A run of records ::
# # # #
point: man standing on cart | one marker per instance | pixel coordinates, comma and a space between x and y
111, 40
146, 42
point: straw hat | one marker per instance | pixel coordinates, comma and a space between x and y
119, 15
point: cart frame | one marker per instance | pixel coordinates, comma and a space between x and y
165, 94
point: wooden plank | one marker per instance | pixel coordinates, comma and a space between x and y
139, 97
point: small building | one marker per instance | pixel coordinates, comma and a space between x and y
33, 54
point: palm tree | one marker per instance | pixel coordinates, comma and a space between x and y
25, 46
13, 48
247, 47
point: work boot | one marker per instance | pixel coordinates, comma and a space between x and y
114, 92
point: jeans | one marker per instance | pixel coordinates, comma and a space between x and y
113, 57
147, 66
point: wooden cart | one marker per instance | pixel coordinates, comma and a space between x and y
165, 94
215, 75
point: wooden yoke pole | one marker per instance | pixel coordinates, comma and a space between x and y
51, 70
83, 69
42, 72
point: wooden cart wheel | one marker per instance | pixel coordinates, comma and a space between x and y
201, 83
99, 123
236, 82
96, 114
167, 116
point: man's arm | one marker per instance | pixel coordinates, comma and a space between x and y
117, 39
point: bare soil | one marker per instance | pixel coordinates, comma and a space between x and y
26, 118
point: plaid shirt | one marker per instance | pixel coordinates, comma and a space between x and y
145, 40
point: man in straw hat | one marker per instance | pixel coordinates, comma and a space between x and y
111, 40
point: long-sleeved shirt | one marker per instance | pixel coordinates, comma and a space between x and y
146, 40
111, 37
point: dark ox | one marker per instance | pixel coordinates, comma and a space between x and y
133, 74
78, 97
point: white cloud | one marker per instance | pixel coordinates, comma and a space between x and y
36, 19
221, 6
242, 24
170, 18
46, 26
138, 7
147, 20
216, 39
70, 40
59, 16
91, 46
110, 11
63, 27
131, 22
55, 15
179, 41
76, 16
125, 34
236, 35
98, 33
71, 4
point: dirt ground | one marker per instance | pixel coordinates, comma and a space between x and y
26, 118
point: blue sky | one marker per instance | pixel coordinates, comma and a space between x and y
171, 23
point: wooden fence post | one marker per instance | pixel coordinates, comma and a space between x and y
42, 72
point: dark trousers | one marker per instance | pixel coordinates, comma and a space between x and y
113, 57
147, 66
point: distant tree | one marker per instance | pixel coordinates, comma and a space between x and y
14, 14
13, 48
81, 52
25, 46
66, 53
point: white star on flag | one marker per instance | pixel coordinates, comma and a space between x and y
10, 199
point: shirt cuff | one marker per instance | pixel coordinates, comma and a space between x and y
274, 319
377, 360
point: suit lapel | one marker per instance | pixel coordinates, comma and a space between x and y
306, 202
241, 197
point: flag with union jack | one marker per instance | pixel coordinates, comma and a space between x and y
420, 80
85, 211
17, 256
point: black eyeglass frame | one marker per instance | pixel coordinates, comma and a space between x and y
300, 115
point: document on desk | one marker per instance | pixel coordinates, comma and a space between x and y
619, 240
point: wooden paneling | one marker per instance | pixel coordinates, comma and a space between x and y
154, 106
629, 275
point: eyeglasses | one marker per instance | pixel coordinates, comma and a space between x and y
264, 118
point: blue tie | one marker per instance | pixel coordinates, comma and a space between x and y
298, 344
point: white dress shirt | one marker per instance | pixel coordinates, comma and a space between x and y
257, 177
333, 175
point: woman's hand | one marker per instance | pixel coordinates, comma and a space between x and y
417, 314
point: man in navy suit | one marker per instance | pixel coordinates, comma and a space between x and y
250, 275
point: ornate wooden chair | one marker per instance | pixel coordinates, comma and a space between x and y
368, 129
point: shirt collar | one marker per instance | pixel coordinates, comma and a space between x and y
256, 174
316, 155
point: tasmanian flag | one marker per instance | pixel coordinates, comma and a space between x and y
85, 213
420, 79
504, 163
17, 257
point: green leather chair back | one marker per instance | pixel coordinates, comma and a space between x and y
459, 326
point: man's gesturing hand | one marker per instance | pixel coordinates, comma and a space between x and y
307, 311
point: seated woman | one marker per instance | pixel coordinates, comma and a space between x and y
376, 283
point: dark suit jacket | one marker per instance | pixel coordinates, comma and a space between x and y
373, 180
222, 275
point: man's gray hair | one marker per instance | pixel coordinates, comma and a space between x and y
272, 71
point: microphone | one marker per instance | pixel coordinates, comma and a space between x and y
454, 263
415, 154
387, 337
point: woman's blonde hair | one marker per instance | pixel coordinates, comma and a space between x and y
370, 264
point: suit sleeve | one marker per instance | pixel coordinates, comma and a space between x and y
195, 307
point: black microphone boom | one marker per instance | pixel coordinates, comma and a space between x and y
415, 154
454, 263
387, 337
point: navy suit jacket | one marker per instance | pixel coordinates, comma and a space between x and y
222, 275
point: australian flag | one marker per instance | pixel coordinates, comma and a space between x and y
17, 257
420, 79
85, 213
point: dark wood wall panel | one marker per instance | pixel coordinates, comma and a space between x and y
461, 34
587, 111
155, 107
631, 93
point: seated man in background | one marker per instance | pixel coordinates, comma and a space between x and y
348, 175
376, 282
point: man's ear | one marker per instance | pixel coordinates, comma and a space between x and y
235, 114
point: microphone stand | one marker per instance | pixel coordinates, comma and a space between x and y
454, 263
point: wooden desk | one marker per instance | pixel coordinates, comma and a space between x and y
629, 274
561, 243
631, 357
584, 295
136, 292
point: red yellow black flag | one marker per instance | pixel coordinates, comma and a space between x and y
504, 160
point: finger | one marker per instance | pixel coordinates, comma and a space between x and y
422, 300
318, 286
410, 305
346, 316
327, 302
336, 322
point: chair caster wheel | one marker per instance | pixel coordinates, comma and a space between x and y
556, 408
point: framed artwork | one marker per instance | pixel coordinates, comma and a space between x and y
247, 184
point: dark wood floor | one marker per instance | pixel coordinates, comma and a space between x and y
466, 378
# # # #
Description of the task :: Please rewrite every line of the material above as a JSON list of strings, one string per line, leaving out any blank lines.

Exercise answer ::
[
  "point: man standing on cart | one marker per instance | pixel coordinates, comma and a space between x and y",
  "111, 40",
  "146, 42",
  "point: straw hat | one marker per instance | pixel coordinates, comma and a space between x and y",
  "119, 15",
  "point: cart frame | one marker per instance | pixel coordinates, comma and a space between x and y",
  "165, 94",
  "point: wooden plank | one marker per instance | pixel coordinates, comma and a space between x and y",
  "139, 97",
  "point: small building | one marker per instance | pixel coordinates, comma and a space between x and y",
  "33, 54",
  "point: palm tree | one marker per instance | pixel coordinates, comma and a space between x and y",
  "25, 46",
  "13, 48",
  "247, 47",
  "point: work boot | one marker per instance | pixel coordinates, comma and a space between x and y",
  "114, 92",
  "point: jeans | one marker per instance | pixel coordinates, comma and a space between x and y",
  "113, 57",
  "147, 66",
  "point: wooden cart | one marker per instance | pixel coordinates, comma and a space between x and y",
  "165, 94",
  "215, 75",
  "point: wooden yoke pole | one marker per instance | pixel coordinates, comma and a space between x and y",
  "51, 70",
  "83, 69",
  "42, 72",
  "point: wooden cart wheel | one marker per instance | pixel coordinates, comma and a space between x and y",
  "201, 83",
  "99, 123",
  "236, 82",
  "96, 114",
  "167, 116",
  "point: man's arm | one marker per instance | pixel coordinates, comma and a space between x and y",
  "117, 39",
  "point: bare soil | one marker per instance | pixel coordinates, comma and a space between x and y",
  "26, 118",
  "point: plaid shirt | one marker per instance | pixel coordinates, comma and a space between x and y",
  "145, 40",
  "point: man in straw hat | one marker per instance | pixel coordinates, comma and a space between x and y",
  "111, 40",
  "point: long-sleeved shirt | one marker per instance | pixel coordinates, comma and a space between x and y",
  "146, 40",
  "111, 37",
  "point: dark ox | one marker per instance | pixel coordinates, comma and a space between x and y",
  "133, 74",
  "78, 97",
  "point: white cloud | one marker per instance | pixel coordinates, comma and a space between x and y",
  "36, 19",
  "221, 6",
  "242, 24",
  "170, 18",
  "46, 26",
  "138, 7",
  "147, 20",
  "216, 39",
  "70, 40",
  "59, 16",
  "91, 46",
  "110, 11",
  "63, 27",
  "131, 22",
  "55, 15",
  "179, 41",
  "76, 16",
  "125, 34",
  "236, 35",
  "98, 33",
  "71, 4",
  "point: dirt ground | one marker per instance | pixel coordinates, comma and a space between x and y",
  "26, 118",
  "point: blue sky | one marker per instance | pixel coordinates, comma and a space between x and y",
  "171, 23",
  "point: wooden fence post | one marker per instance | pixel coordinates, comma and a space between x and y",
  "42, 72",
  "point: dark trousers | one marker per instance | pixel coordinates, comma and a space between x and y",
  "113, 57",
  "147, 66",
  "point: distant tree | one marker per instance | pixel coordinates, comma and a space between x and y",
  "14, 14",
  "13, 48",
  "81, 52",
  "25, 46",
  "66, 53",
  "point: white star on flag | one marker per instance | pixel coordinates, comma and a space between x and y",
  "10, 199",
  "point: shirt cuff | one marker per instance | pixel coordinates, comma and a space between x and y",
  "274, 319",
  "377, 360",
  "point: suit lapel | one marker per instance | pixel coordinates, comma and a space between x and y",
  "306, 202",
  "241, 197",
  "point: flag with union jack | one marker per instance | pixel coordinates, comma and a space between x and y",
  "420, 80",
  "85, 211",
  "17, 256",
  "point: black eyeglass frame | one marker per instance | pixel coordinates, comma and a space between x and y",
  "300, 115",
  "point: document on desk | one marker per instance | pixel coordinates, comma and a space between x and y",
  "619, 240",
  "point: wooden paneling | one marker per instance | pixel coordinates, comma and a space between x and y",
  "154, 106",
  "629, 275",
  "point: eyeglasses | one marker per instance | pixel coordinates, comma and a space between x and y",
  "264, 118",
  "point: blue tie | one marker per instance | pixel coordinates, comma and a space between x and y",
  "298, 344",
  "point: white dress shirt | one marker per instance | pixel coordinates, comma and a space between x and y",
  "257, 177",
  "333, 175",
  "point: woman's hand | one marker per instance | pixel coordinates, comma and a space between x and y",
  "417, 314",
  "point: man in navy suit | one marker per instance | pixel coordinates, comma and a space between x and y",
  "250, 275",
  "point: ornate wooden chair | one marker per instance | pixel coordinates, comma and a space between x and y",
  "368, 129",
  "point: shirt collar | one marker per instance | pixel coordinates, comma and a space between x and y",
  "256, 174",
  "316, 155",
  "point: tasmanian flag | one marker per instance | pixel coordinates, comma and a space between x and y",
  "85, 213",
  "420, 79",
  "504, 163",
  "17, 257",
  "point: green leather chair back | one marker per instance | pixel coordinates, comma and a space between x and y",
  "459, 326",
  "point: man's gesturing hand | one marker per instance | pixel coordinates, comma and a space between x and y",
  "307, 311",
  "point: seated woman | one marker per instance | pixel coordinates, comma and a space between x and y",
  "376, 283",
  "point: dark suit jacket | one marker per instance | pixel coordinates, comma and a space between x and y",
  "373, 180",
  "222, 275",
  "point: man's gray hair | one marker per instance | pixel coordinates, comma and a space between x and y",
  "272, 71",
  "point: microphone | one marker per instance | pixel coordinates, comma and a space between x and y",
  "454, 263",
  "415, 154",
  "387, 337",
  "point: woman's blonde hair | one marker per instance | pixel coordinates, comma and a space between x and y",
  "370, 264",
  "point: suit sleeve | one marker per instance | pixel coordinates, comma and a space between x and y",
  "195, 307",
  "point: black microphone boom | one marker per instance | pixel coordinates, comma and a space between x and y",
  "415, 154",
  "454, 263",
  "387, 337",
  "point: navy suit jacket | one marker per instance | pixel coordinates, comma and a space between x and y",
  "222, 275",
  "point: australian flag | one marker per instance | pixel coordinates, comma and a space between x and y",
  "17, 257",
  "420, 79",
  "85, 213",
  "point: dark wood wall panel | one marker per instance | pixel coordinates, comma and a space between x and y",
  "461, 34",
  "587, 111",
  "155, 107",
  "631, 93",
  "point: seated man in background | one marker per instance | pixel coordinates, comma and a space between x and y",
  "348, 175",
  "376, 282",
  "point: man's ear | one marker per instance | pixel coordinates, comma and a space between x and y",
  "235, 114",
  "point: microphone stand | one marker per instance | pixel coordinates, comma and a space between x and y",
  "454, 263",
  "point: wooden desk | one marker per instance | pixel coordinates, comma and a space between x and y",
  "629, 274",
  "561, 243",
  "631, 357",
  "584, 295",
  "136, 292",
  "point: red yellow black flag | one marker per instance | pixel coordinates, comma and a space between x and y",
  "504, 160",
  "point: finger | one marker per instance | pixel coordinates, comma and a space between x and y",
  "422, 300",
  "318, 286",
  "410, 305",
  "346, 316",
  "327, 302",
  "336, 322",
  "point: chair caster wheel | one marker per instance | pixel coordinates, comma and a space between x and y",
  "556, 408",
  "point: framed artwork | one marker per instance | pixel coordinates, comma and a space between x and y",
  "247, 184",
  "point: dark wood floor | one marker per instance | pixel coordinates, comma and a space between x and y",
  "466, 378"
]